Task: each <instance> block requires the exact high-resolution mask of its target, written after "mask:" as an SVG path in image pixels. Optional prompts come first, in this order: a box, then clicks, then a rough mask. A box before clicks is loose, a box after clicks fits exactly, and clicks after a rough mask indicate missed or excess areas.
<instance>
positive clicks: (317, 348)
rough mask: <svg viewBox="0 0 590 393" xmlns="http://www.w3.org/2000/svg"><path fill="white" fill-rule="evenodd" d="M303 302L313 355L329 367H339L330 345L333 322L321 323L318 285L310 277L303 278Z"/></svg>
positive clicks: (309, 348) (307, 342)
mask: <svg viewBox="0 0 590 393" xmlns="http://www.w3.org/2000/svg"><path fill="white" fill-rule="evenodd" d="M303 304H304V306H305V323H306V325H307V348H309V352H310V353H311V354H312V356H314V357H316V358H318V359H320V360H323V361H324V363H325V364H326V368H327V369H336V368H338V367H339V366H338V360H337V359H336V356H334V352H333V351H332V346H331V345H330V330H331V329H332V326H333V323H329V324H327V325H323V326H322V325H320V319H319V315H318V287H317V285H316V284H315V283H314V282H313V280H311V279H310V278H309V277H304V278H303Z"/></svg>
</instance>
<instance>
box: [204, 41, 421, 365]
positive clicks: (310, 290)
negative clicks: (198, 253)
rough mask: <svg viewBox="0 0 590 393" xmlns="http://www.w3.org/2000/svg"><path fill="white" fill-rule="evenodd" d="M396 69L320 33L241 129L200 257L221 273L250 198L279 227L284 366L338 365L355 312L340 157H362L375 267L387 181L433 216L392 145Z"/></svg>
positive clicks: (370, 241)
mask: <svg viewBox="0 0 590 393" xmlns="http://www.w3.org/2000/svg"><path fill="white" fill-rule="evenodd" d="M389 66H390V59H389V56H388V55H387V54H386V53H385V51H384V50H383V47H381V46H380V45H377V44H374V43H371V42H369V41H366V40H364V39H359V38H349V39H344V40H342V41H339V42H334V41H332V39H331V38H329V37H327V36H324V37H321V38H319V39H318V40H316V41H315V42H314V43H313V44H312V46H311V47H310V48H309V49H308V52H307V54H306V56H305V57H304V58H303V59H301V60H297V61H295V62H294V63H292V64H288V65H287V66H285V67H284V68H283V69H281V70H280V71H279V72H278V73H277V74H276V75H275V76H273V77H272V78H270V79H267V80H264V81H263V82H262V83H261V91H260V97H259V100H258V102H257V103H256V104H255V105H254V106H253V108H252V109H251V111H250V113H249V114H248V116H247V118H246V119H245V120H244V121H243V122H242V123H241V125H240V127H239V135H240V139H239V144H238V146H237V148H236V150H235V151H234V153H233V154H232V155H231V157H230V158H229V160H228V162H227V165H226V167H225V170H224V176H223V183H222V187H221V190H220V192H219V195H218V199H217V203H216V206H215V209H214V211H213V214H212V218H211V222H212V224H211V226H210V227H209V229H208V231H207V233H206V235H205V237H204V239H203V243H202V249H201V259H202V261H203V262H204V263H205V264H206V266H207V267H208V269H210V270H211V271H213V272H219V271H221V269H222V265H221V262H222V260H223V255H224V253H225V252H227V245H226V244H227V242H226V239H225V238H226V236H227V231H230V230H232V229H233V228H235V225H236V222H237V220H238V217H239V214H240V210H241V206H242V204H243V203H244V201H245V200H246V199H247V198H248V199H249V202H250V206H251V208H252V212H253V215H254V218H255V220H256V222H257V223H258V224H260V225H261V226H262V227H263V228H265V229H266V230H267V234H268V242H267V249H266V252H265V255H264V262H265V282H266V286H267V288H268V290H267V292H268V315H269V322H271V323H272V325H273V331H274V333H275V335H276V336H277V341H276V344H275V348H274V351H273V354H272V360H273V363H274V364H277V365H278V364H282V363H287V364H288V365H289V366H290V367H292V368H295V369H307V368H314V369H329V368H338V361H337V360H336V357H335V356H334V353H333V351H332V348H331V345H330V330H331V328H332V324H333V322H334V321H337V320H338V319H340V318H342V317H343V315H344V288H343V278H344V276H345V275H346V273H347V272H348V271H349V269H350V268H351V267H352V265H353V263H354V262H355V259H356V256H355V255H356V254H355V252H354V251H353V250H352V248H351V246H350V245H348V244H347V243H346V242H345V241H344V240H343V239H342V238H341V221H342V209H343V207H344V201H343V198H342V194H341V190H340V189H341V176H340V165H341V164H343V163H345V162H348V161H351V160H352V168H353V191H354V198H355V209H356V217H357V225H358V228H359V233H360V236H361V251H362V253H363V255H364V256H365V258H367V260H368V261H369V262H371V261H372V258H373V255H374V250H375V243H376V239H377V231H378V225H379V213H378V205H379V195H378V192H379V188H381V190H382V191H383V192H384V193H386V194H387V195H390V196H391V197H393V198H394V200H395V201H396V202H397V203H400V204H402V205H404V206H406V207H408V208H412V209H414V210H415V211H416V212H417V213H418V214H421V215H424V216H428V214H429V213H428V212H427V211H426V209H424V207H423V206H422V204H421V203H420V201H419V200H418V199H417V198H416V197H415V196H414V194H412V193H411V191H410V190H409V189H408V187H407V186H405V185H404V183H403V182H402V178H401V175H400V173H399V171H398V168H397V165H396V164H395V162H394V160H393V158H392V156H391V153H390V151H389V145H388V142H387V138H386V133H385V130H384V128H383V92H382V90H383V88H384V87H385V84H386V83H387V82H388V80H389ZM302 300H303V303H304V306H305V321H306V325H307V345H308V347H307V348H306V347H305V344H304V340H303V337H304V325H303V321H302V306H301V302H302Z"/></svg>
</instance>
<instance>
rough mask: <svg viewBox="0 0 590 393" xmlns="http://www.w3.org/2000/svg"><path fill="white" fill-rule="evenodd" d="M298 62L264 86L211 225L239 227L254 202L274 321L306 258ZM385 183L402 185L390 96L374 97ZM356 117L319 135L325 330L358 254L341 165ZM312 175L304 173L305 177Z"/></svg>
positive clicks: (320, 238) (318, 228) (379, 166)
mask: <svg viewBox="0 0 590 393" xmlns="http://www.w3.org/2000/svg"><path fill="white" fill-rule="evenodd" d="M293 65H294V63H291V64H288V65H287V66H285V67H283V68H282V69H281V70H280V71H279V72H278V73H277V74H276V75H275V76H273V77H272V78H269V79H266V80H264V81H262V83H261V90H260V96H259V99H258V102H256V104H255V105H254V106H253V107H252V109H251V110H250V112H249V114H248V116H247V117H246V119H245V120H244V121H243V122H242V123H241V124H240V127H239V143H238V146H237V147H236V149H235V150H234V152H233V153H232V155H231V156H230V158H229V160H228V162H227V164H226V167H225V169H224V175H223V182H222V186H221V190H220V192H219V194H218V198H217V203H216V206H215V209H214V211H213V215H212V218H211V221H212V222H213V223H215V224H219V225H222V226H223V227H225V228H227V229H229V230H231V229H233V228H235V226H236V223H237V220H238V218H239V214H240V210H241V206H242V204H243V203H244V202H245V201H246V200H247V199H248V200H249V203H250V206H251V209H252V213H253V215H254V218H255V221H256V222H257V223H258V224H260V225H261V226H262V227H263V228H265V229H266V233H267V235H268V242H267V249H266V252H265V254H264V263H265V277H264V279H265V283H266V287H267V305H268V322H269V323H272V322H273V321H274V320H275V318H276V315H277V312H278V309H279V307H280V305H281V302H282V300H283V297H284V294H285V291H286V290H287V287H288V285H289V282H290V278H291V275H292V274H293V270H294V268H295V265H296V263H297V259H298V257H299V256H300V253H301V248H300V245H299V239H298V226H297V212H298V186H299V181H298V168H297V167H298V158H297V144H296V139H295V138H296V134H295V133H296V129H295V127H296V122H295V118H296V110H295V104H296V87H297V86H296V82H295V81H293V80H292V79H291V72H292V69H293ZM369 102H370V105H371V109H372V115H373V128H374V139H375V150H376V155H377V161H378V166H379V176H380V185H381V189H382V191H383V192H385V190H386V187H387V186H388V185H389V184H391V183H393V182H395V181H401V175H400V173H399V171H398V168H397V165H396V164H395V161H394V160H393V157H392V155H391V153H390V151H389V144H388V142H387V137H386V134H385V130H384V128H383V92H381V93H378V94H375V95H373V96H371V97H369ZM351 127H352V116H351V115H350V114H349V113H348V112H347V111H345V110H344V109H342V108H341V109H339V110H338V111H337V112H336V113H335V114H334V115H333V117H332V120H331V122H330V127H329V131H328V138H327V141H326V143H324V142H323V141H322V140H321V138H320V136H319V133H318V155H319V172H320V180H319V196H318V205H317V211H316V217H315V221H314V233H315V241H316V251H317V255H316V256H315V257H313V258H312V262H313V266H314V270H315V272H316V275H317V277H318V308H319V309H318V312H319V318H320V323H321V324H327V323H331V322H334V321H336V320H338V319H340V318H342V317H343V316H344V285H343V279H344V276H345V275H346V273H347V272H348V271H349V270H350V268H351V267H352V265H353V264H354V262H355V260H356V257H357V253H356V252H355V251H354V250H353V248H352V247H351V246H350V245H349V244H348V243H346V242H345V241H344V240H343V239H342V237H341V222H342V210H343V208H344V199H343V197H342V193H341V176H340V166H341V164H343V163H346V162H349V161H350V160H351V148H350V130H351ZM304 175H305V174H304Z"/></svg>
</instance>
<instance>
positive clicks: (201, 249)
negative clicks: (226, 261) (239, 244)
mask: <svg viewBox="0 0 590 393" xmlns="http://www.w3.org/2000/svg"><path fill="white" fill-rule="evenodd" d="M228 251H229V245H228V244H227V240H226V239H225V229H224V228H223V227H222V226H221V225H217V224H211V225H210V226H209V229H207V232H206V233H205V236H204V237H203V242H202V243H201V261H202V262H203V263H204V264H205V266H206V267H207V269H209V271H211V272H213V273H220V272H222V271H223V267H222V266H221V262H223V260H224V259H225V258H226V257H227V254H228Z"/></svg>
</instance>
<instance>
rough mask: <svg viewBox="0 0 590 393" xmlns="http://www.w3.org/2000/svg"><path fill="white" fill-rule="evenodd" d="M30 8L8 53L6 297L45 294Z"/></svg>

▶ **PROMPT**: Needed here are the exact lines from the start of the material through the line that contains "69L320 33L241 129L200", and no others.

▶ **TASK ANSWER**:
Task: each <instance> block requires the exact high-resolution mask of its target, written after "mask:" as an SVG path in image pixels. Optional prompts come first, in this order: a box, then clicks, then a rough mask. A box before clicks is loose, a box after clicks fits exactly, and clicks after a rough mask indicate missed or excess areas.
<instance>
positive clicks: (317, 348)
rough mask: <svg viewBox="0 0 590 393" xmlns="http://www.w3.org/2000/svg"><path fill="white" fill-rule="evenodd" d="M303 302L313 355L329 367H339L330 345L333 322L321 323L318 285L310 277L303 278Z"/></svg>
positive clicks: (309, 348) (307, 342)
mask: <svg viewBox="0 0 590 393" xmlns="http://www.w3.org/2000/svg"><path fill="white" fill-rule="evenodd" d="M303 304H304V306H305V323H306V325H307V348H309V352H310V353H311V354H312V356H314V357H316V358H318V359H320V360H323V361H324V363H325V364H326V368H327V369H336V368H338V367H339V366H338V360H337V359H336V356H334V352H333V351H332V346H331V345H330V330H331V329H332V326H333V323H329V324H327V325H323V326H322V325H320V319H319V315H318V287H317V285H316V284H315V283H314V282H313V280H311V279H310V278H309V277H304V278H303Z"/></svg>
</instance>
<instance>
box: [204, 41, 421, 365]
positive clicks: (310, 290)
negative clicks: (198, 253)
rough mask: <svg viewBox="0 0 590 393" xmlns="http://www.w3.org/2000/svg"><path fill="white" fill-rule="evenodd" d="M396 69L320 33L241 129L200 257L221 273L250 198L279 227L284 366L338 365L355 312L340 157H362L375 267L387 181L433 216L392 145Z"/></svg>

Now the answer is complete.